> [What you are asked to do] Find every line in the items below that contains the word "ruined" and copy each of those lines.

> [Entries provided]
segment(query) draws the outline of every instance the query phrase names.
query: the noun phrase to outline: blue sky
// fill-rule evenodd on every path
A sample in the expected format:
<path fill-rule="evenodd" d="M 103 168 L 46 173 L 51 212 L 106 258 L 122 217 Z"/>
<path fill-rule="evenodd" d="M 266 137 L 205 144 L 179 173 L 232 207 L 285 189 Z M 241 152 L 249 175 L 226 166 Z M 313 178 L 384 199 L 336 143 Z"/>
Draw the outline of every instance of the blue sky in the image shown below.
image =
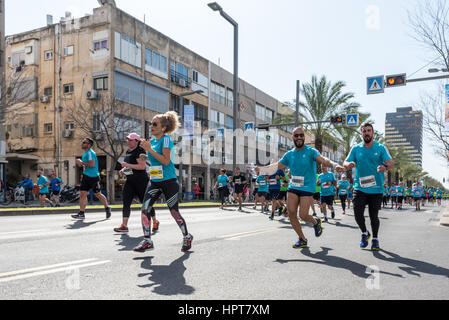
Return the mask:
<path fill-rule="evenodd" d="M 117 6 L 144 20 L 225 69 L 233 70 L 233 30 L 208 0 L 116 0 Z M 412 39 L 407 10 L 411 0 L 219 0 L 239 23 L 239 75 L 280 101 L 295 97 L 296 80 L 326 75 L 344 81 L 346 91 L 370 112 L 375 128 L 384 132 L 385 113 L 415 106 L 420 95 L 438 82 L 420 82 L 366 95 L 366 77 L 405 72 L 409 75 L 435 59 Z M 71 11 L 91 14 L 95 0 L 6 0 L 6 34 L 43 27 L 46 14 L 54 21 Z M 23 8 L 26 10 L 23 10 Z M 430 66 L 429 66 L 430 67 Z M 429 76 L 428 68 L 415 77 Z M 424 138 L 424 169 L 442 181 L 445 161 L 435 159 Z M 443 174 L 444 173 L 444 174 Z"/>

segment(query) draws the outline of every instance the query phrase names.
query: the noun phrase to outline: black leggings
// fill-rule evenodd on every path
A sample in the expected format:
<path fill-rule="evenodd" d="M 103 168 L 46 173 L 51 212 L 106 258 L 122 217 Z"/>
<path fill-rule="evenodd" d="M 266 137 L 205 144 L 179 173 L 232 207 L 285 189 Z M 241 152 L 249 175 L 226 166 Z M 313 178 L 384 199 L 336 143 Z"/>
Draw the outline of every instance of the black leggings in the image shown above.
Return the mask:
<path fill-rule="evenodd" d="M 161 194 L 164 194 L 170 213 L 181 229 L 182 234 L 184 236 L 188 235 L 186 222 L 178 210 L 179 184 L 176 179 L 171 179 L 148 184 L 142 204 L 142 228 L 144 237 L 150 238 L 150 221 L 151 217 L 153 217 L 152 213 L 154 213 L 153 205 Z"/>
<path fill-rule="evenodd" d="M 357 225 L 362 232 L 366 232 L 365 225 L 365 207 L 368 205 L 369 217 L 371 220 L 371 229 L 373 237 L 377 238 L 380 221 L 379 210 L 382 203 L 382 194 L 369 194 L 361 191 L 354 191 L 354 216 Z"/>
<path fill-rule="evenodd" d="M 145 189 L 148 185 L 148 176 L 130 176 L 126 179 L 126 183 L 123 186 L 123 218 L 129 218 L 131 215 L 131 204 L 135 196 L 139 198 L 140 203 L 143 203 L 145 197 Z M 154 216 L 154 208 L 151 216 Z"/>
<path fill-rule="evenodd" d="M 346 198 L 348 197 L 348 195 L 341 194 L 339 197 L 340 197 L 341 207 L 342 207 L 343 211 L 346 211 Z"/>

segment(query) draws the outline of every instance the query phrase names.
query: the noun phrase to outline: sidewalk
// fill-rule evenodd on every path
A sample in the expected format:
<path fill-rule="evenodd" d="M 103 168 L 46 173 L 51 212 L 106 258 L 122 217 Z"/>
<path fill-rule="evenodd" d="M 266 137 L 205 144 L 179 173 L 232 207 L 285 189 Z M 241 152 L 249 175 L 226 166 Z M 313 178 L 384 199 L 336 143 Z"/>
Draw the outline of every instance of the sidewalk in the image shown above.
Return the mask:
<path fill-rule="evenodd" d="M 253 205 L 253 203 L 244 203 L 244 206 Z M 132 210 L 139 210 L 141 204 L 135 203 L 131 206 Z M 182 202 L 179 204 L 180 208 L 218 208 L 219 202 Z M 228 207 L 237 207 L 238 204 L 231 204 Z M 112 211 L 122 211 L 122 204 L 110 205 Z M 166 210 L 167 205 L 165 203 L 157 203 L 154 205 L 155 210 Z M 103 205 L 98 201 L 93 205 L 87 205 L 86 212 L 98 212 L 104 210 Z M 26 216 L 26 215 L 46 215 L 46 214 L 75 214 L 79 211 L 78 203 L 65 203 L 61 204 L 61 207 L 42 207 L 39 201 L 29 201 L 26 205 L 18 202 L 13 202 L 9 205 L 0 205 L 0 217 L 7 216 Z"/>

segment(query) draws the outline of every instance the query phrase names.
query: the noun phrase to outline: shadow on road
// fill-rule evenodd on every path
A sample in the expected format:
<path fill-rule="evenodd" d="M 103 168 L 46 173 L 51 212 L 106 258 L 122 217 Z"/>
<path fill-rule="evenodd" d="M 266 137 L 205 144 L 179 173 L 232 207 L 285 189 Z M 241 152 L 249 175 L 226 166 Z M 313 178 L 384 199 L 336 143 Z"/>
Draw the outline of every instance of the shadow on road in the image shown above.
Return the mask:
<path fill-rule="evenodd" d="M 311 262 L 329 267 L 346 269 L 348 271 L 351 271 L 353 275 L 364 279 L 366 279 L 369 275 L 371 275 L 371 273 L 367 272 L 367 266 L 342 257 L 331 256 L 329 255 L 329 252 L 331 250 L 332 250 L 331 248 L 325 247 L 321 247 L 321 251 L 317 253 L 311 253 L 309 248 L 304 248 L 301 250 L 301 253 L 304 254 L 305 256 L 313 259 L 318 259 L 320 261 L 306 260 L 306 259 L 293 259 L 293 260 L 276 259 L 275 262 L 281 264 L 289 262 Z M 402 278 L 402 275 L 400 274 L 389 273 L 385 271 L 380 271 L 380 273 Z"/>
<path fill-rule="evenodd" d="M 151 272 L 138 274 L 139 278 L 149 276 L 148 280 L 152 283 L 139 285 L 140 288 L 151 288 L 153 292 L 172 296 L 177 294 L 192 294 L 195 288 L 186 284 L 184 272 L 187 270 L 184 261 L 187 260 L 192 252 L 186 252 L 178 259 L 170 263 L 168 266 L 157 266 L 151 263 L 154 257 L 134 258 L 134 260 L 142 260 L 141 267 Z"/>
<path fill-rule="evenodd" d="M 103 219 L 103 220 L 97 220 L 97 221 L 92 221 L 92 222 L 84 222 L 82 220 L 77 220 L 72 224 L 68 224 L 65 226 L 66 229 L 68 230 L 74 230 L 74 229 L 82 229 L 82 228 L 87 228 L 93 224 L 96 224 L 98 222 L 103 222 L 103 221 L 107 221 L 108 219 Z"/>
<path fill-rule="evenodd" d="M 384 256 L 382 253 L 388 254 L 390 256 L 390 258 Z M 387 262 L 393 262 L 393 263 L 407 265 L 407 266 L 399 267 L 399 269 L 407 272 L 410 275 L 421 277 L 421 275 L 419 273 L 427 273 L 427 274 L 433 274 L 433 275 L 437 275 L 437 276 L 445 276 L 446 278 L 449 278 L 449 269 L 439 267 L 432 263 L 409 259 L 409 258 L 404 258 L 396 253 L 389 252 L 386 250 L 374 251 L 374 256 L 380 260 L 384 260 Z"/>

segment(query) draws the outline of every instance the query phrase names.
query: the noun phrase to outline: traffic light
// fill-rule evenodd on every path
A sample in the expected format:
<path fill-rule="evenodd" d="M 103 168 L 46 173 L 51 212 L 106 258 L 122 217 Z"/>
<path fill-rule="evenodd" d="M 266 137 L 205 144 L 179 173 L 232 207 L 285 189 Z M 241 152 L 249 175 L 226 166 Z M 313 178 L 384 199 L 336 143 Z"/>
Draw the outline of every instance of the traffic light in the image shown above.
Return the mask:
<path fill-rule="evenodd" d="M 331 123 L 343 123 L 343 116 L 333 116 L 331 117 Z"/>
<path fill-rule="evenodd" d="M 407 84 L 407 75 L 402 73 L 386 76 L 385 81 L 387 87 L 405 86 Z"/>

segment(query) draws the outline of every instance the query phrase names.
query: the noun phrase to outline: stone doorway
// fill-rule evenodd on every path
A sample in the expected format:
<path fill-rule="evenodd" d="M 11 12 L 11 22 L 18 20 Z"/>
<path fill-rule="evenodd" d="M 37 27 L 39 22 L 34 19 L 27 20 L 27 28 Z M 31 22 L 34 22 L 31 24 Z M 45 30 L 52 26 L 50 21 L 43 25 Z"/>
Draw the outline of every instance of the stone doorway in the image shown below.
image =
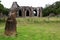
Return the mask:
<path fill-rule="evenodd" d="M 20 16 L 20 17 L 22 16 L 22 11 L 21 11 L 21 10 L 19 10 L 19 16 Z"/>
<path fill-rule="evenodd" d="M 29 16 L 29 10 L 26 11 L 26 16 Z"/>
<path fill-rule="evenodd" d="M 37 16 L 37 10 L 33 10 L 34 16 Z"/>

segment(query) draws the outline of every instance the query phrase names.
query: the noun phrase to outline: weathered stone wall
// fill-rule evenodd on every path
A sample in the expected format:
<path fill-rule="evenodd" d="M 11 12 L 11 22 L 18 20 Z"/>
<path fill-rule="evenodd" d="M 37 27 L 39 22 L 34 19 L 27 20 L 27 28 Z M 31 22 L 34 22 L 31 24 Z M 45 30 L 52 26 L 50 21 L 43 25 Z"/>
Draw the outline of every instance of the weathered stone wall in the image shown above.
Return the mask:
<path fill-rule="evenodd" d="M 36 15 L 37 17 L 42 17 L 42 9 L 41 7 L 29 7 L 29 6 L 19 6 L 17 4 L 17 2 L 13 2 L 11 10 L 16 9 L 17 11 L 17 16 L 18 17 L 27 17 L 27 15 L 29 15 L 29 17 L 34 17 L 34 13 L 33 11 L 36 10 Z M 21 10 L 21 14 L 19 13 L 19 10 Z M 28 14 L 27 14 L 28 11 Z M 19 16 L 19 14 L 21 16 Z"/>

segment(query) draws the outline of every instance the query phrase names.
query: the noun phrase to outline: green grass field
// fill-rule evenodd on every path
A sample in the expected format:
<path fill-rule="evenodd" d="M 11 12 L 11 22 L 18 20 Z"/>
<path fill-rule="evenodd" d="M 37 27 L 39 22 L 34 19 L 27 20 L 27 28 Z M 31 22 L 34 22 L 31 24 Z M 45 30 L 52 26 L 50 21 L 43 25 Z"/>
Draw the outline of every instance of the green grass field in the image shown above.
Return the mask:
<path fill-rule="evenodd" d="M 4 36 L 5 22 L 0 23 L 0 40 L 60 40 L 60 18 L 17 18 L 17 36 Z"/>

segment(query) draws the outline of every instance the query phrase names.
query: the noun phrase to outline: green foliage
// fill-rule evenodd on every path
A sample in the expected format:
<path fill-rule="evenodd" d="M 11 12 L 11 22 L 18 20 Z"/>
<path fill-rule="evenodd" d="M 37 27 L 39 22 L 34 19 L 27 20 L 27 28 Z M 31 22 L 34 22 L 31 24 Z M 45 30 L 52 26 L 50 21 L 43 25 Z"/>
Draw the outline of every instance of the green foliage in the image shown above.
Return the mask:
<path fill-rule="evenodd" d="M 33 20 L 39 20 L 40 23 L 28 23 Z M 17 18 L 16 37 L 5 36 L 3 34 L 5 23 L 1 23 L 0 40 L 60 40 L 60 22 L 55 21 L 60 21 L 60 18 L 50 18 L 49 23 L 47 18 Z"/>
<path fill-rule="evenodd" d="M 5 14 L 5 15 L 8 15 L 8 13 L 9 13 L 9 9 L 8 8 L 5 8 L 4 6 L 3 6 L 3 4 L 1 4 L 1 2 L 0 2 L 0 13 L 3 13 L 3 14 Z"/>
<path fill-rule="evenodd" d="M 54 13 L 55 15 L 60 14 L 60 1 L 57 1 L 52 5 L 46 6 L 43 9 L 43 16 L 48 16 L 50 13 Z"/>

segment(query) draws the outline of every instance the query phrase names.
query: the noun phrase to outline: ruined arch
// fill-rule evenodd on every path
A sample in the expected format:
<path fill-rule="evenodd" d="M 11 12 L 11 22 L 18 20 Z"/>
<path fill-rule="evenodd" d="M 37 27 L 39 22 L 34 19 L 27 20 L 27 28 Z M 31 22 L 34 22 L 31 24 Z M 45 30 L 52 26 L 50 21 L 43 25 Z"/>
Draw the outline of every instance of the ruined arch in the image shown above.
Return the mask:
<path fill-rule="evenodd" d="M 26 10 L 26 16 L 29 16 L 29 10 Z"/>
<path fill-rule="evenodd" d="M 19 10 L 19 16 L 20 17 L 22 16 L 22 10 Z"/>
<path fill-rule="evenodd" d="M 37 10 L 35 9 L 33 10 L 33 12 L 34 12 L 34 16 L 37 16 Z"/>

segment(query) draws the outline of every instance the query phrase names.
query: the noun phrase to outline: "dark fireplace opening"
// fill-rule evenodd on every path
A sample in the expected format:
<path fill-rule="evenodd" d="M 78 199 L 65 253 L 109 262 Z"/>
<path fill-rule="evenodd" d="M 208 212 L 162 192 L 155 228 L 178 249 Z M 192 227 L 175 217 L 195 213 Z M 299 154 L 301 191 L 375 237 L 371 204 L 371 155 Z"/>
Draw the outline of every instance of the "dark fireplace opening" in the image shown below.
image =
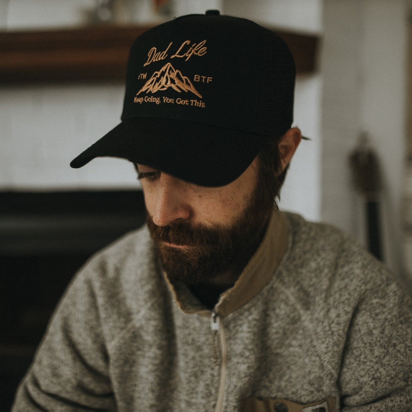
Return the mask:
<path fill-rule="evenodd" d="M 138 190 L 0 192 L 0 412 L 76 272 L 145 220 Z"/>

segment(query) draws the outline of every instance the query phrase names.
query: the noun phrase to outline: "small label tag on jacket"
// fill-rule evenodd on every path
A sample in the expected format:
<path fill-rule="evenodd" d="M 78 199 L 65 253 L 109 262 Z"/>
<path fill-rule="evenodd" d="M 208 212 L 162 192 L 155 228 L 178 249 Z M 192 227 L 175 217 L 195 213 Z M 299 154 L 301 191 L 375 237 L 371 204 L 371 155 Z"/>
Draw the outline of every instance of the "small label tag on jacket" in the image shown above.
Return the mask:
<path fill-rule="evenodd" d="M 329 412 L 328 403 L 325 402 L 320 405 L 315 405 L 314 406 L 304 408 L 302 410 L 302 412 Z"/>

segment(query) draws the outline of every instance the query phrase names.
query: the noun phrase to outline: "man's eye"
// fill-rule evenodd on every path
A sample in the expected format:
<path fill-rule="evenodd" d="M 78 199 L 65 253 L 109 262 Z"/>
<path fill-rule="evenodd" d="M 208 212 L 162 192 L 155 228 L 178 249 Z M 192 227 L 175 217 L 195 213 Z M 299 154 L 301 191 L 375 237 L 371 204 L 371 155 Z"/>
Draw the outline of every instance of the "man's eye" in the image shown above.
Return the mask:
<path fill-rule="evenodd" d="M 147 179 L 148 180 L 152 181 L 156 180 L 160 176 L 160 172 L 140 172 L 138 173 L 137 178 L 139 180 L 142 179 Z"/>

> [Answer to this problem]
query: the noun phrase to outline: ruined arch
Draw the outline of every instance of the ruined arch in the image shown above.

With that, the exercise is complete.